### STATED PROBLEM A
Write out the lines of the records as a numbered list, beginning with the line containing "frieze in the image." and continuing through the line containing "[0,325,42,382]", with blank lines skipped. Omit the pictures.

Both the GRE and the GMAT specialize in heaving at you all kinds of Test Day distractions: reasons not to focus on the most efficient, work-smarter/not-harder behaviors that lead to a higher score. But distractions aren’t limited to individual questions or to taking the test itself. In closely examining your practice test performance, you might also get distracted by dwelling on your test management weaknesses instead of focusing on ways to port your already-winning behaviors to other aspects of the test.

All or nothing in your GRE/GMAT prep?

At first glance, a big picture approach—as in prepping in any and all areas in which you think your performance is lacking—might seem most logical. Although you may feel like you’re covering all your GRE or GMAT prep shortcomings, this approach amounts only to spreading yourself too thinly, and with little or no payoff.

Yes, you might feel desperate and think you have an impossibly steep hill to climb in order to hit your goal score, but even the tallest height is surmounted only one step at a time. Work smarter—not harder—by pinpointing the path that’s the shortest distance between you and your goal score:

  • Regularly missing a frequently occurring question type? Focusing your GRE or GMAT prep efforts on that question type to harvest some immediate points.

### STATED PROBLEM B
Continue the text on GRE and GMAT prep from its final sentence.

### RECORD SET
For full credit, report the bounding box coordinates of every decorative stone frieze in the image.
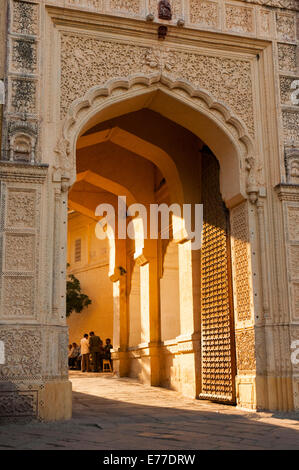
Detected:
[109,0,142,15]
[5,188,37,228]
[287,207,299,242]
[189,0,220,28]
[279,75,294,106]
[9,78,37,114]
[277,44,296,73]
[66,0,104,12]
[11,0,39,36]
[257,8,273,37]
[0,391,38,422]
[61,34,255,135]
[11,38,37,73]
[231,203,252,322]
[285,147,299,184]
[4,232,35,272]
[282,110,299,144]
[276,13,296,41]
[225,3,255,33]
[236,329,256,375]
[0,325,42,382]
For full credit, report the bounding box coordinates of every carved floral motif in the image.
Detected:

--

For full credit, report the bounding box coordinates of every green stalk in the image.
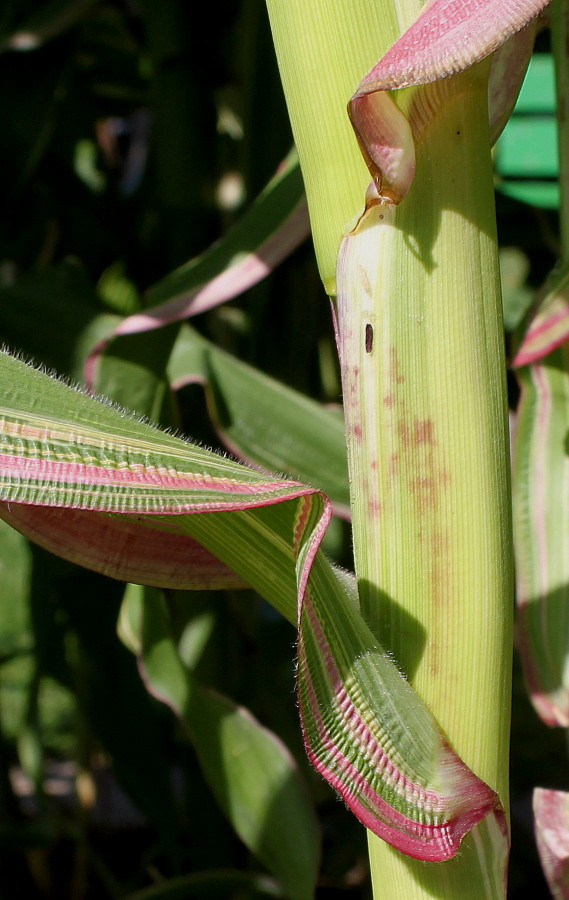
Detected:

### EXERCISE RESPONSE A
1. For full credit, report the bounding box coordinates of every decorative stone frieze in the image.
2. Detected:
3. [109,0,142,15]
4. [5,188,37,228]
5. [287,207,299,242]
6. [189,0,220,28]
7. [279,75,294,106]
8. [9,78,37,114]
9. [277,44,296,73]
10. [66,0,104,12]
11. [11,0,39,36]
12. [257,8,273,37]
13. [0,391,38,422]
14. [61,34,255,135]
15. [11,38,37,73]
16. [231,203,252,322]
17. [285,147,299,184]
18. [4,232,35,272]
19. [282,110,299,144]
20. [276,13,296,41]
21. [225,3,255,33]
22. [236,329,256,375]
23. [0,325,42,382]

### EXERCISE RESPONSE B
  • Regularly leaving blank (or guessing on) three or more questions per section, regardless of the section? Assessing your time management techniques may help you gain the time you need to actually get to point opportunities that you’re otherwise missing.
  • Does one section in particular lead to little more than a minefield of incorrect answers? Look at how your successful management of another section of the test can be transferred to that problem section.

Grow your performance

Regardless of where your biggest Test Day problem area is, always zero in on the improvements that can translate into the largest point growth. Indeed, you may take it as a personal affront that you’re getting zero “Idiom/Usage” Sentence Correction questions correct. Because those questions don’t appear as often as Sentence Correction questions testing you on verbs and pronouns, however, working yourself to a frazzle just to earn a better performance on a lower-yield question topic will simultaneously lead you to neglect the more readily available low-hanging fruit offered in more common question topics.

Remember: Getting just four or five more questions correct on Test Day can raise your score and effectively position you to hop over a substantial number of your competitors in the business school admissions pool.

Arm yourself with your own performance history

Unfortunately, dwelling solely on the greatest point-growth areas will not in and of itself win you your goal score; instead, focus on how to practice that particular area in order to win the GRE/GMAT prep war:

  1. Don’t practice the same question type or section repeatedly, expecting miraculously different results. Review your performance history to understand why that particular question type sets you back in terms of time management or in terms of accuracy.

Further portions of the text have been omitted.